* EXERCICES PROPOSÉS *
(1) Pour chaque affirmation, dites si elle concorde avec l'extrait, puis répondez par oui ou par non en citant textuellement les mots qui tranchent. (a) La scène se déroule dans les bureaux de la National Security Agency. (b) L'ordinateur chargé de l'analyse fonctionne sur le lieu de travail de Harold Gans. (c) Harold Gans juge son projet privé moins important que son travail.
(2) Reproduisez fidèlement le passage de l'extrait qui va de « Bureaux de la » à « beaucoup plus conséquent. ».
----- EXTRAIT DE PAGE -----
Avril 1989, Washington, D.C.

Bureaux de la National Security Agency

 

Harold Gans arpentait la pièce, caressant sa barbe soigneusement taillée tandis qu'il se concentrait. Il leva les yeux vers l'horloge fournie par le gouvernement et mis sa main en coupe derrière sa barbe. Encore cinq minutes, pensa-t-il, ou dix, et l'ordinateur lancé à la maison aurait terminé son analyse. Les nombreux projets avec lesquels il jonglait ici au travail étaient tous passés au second plan. Peu importait, comme se plaisaient à le répéter en toutes occasions ses très sérieux collègues de Foggy Bottom, que "de notre travail dépend la destinée d'hommes et de nations". Il espérait seulement qu'aucune des crises habituelles ne surviendrait durant la prochaine demi-heure pour le détourner de la conclusion de son projet privé, qui était à ses yeux beaucoup plus conséquent.
----- DONNÉES SOURCES -----
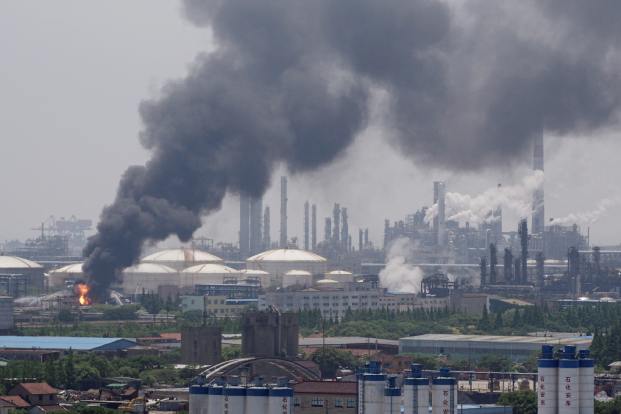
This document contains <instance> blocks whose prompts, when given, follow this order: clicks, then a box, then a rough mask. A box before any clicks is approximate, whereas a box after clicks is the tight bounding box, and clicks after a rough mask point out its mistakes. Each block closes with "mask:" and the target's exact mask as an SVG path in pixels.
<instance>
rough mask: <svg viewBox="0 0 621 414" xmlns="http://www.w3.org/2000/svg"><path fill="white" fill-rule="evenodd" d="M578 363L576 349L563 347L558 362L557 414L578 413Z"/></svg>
mask: <svg viewBox="0 0 621 414" xmlns="http://www.w3.org/2000/svg"><path fill="white" fill-rule="evenodd" d="M579 365H580V363H579V361H578V359H577V358H576V347H575V346H572V345H565V347H564V348H563V352H562V354H561V358H560V359H559V361H558V412H559V414H579V413H580V405H579V399H580V366H579Z"/></svg>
-----
* CORRIGÉS DES EXERCICES *
(1)
(a) Oui : « Bureaux de la National Security Agency ».
(b) Non : « l'ordinateur lancé à la maison aurait terminé son analyse ».
(c) Non : « qui était à ses yeux beaucoup plus conséquent ».

(2)
Bureaux de la National Security Agency

 

Harold Gans arpentait la pièce, caressant sa barbe soigneusement taillée tandis qu'il se concentrait. Il leva les yeux vers l'horloge fournie par le gouvernement et mis sa main en coupe derrière sa barbe. Encore cinq minutes, pensa-t-il, ou dix, et l'ordinateur lancé à la maison aurait terminé son analyse. Les nombreux projets avec lesquels il jonglait ici au travail étaient tous passés au second plan. Peu importait, comme se plaisaient à le répéter en toutes occasions ses très sérieux collègues de Foggy Bottom, que "de notre travail dépend la destinée d'hommes et de nations". Il espérait seulement qu'aucune des crises habituelles ne surviendrait durant la prochaine demi-heure pour le détourner de la conclusion de son projet privé, qui était à ses yeux beaucoup plus conséquent.